* _What needs to be done_
In the listing below, locate the lines that hold the string "lettering". Copy those lines.

[Dataset entries]

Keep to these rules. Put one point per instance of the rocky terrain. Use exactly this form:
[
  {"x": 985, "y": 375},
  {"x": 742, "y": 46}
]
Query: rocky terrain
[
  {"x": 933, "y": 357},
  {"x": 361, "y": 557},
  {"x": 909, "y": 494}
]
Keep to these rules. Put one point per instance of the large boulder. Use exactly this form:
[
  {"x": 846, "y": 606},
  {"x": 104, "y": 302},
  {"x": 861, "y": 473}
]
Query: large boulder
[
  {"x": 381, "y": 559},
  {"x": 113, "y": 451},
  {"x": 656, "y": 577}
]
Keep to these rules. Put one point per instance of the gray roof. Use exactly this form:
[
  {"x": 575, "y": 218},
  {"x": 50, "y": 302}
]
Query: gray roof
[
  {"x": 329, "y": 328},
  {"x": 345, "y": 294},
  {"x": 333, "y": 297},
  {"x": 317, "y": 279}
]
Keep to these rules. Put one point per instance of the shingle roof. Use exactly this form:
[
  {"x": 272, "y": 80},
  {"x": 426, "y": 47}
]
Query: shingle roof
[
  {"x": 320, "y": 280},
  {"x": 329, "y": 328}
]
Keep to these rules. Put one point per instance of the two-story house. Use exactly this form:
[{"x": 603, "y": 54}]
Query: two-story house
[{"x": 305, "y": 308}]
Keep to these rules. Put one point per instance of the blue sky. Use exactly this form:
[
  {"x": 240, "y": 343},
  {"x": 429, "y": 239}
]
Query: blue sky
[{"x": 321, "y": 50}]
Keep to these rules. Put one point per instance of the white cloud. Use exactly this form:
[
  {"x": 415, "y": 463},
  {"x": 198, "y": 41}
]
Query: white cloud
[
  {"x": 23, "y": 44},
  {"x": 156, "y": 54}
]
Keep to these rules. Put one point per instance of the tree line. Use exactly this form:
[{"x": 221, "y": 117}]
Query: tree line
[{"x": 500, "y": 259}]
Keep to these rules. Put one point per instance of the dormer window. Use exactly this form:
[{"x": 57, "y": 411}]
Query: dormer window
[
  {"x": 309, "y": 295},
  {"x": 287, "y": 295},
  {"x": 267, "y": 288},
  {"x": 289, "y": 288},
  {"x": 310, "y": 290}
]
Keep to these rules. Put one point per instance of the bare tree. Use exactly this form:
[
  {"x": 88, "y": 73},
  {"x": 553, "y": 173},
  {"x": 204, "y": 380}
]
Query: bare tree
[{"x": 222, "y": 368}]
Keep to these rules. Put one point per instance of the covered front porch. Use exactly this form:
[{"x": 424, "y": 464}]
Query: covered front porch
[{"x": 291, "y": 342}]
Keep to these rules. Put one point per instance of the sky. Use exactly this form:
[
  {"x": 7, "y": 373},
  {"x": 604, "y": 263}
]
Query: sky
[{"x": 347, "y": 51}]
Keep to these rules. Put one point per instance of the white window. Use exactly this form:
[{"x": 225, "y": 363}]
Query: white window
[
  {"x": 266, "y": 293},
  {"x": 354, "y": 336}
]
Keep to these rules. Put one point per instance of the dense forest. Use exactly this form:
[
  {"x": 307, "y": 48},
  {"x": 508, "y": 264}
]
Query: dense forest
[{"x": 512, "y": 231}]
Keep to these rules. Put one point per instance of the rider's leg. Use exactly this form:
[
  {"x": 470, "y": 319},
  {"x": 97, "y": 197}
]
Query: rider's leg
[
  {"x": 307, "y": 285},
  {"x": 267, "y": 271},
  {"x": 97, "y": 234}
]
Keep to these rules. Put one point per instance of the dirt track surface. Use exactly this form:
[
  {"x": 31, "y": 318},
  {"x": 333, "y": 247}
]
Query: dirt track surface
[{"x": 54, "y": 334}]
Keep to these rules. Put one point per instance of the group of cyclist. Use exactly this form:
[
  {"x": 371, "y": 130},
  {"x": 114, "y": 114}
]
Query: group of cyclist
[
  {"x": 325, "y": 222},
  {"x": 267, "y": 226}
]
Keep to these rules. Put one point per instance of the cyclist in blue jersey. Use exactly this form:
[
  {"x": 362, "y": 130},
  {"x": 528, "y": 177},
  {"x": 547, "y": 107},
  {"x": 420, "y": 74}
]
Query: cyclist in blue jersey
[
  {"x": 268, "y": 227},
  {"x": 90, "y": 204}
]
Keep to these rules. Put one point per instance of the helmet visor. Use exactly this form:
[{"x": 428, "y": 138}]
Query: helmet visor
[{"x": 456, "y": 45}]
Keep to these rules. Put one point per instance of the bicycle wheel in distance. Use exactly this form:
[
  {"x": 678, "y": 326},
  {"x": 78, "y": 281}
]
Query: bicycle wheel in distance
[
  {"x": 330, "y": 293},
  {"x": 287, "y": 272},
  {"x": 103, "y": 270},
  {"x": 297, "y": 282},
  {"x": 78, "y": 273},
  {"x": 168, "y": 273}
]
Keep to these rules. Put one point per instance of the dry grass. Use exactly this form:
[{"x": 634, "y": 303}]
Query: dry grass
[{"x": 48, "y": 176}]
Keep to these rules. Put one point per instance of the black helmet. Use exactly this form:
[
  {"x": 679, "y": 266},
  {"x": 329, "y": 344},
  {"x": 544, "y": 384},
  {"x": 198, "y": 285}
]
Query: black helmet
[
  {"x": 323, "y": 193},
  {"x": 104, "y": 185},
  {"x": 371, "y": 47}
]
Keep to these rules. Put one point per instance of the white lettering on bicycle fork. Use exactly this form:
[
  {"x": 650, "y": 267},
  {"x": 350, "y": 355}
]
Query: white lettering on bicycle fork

[/Dataset entries]

* _Exercise response_
Keep to these rules. Put one point per instance of the white lettering on bicycle fork. Use exactly this form:
Query: white lettering on bicycle fork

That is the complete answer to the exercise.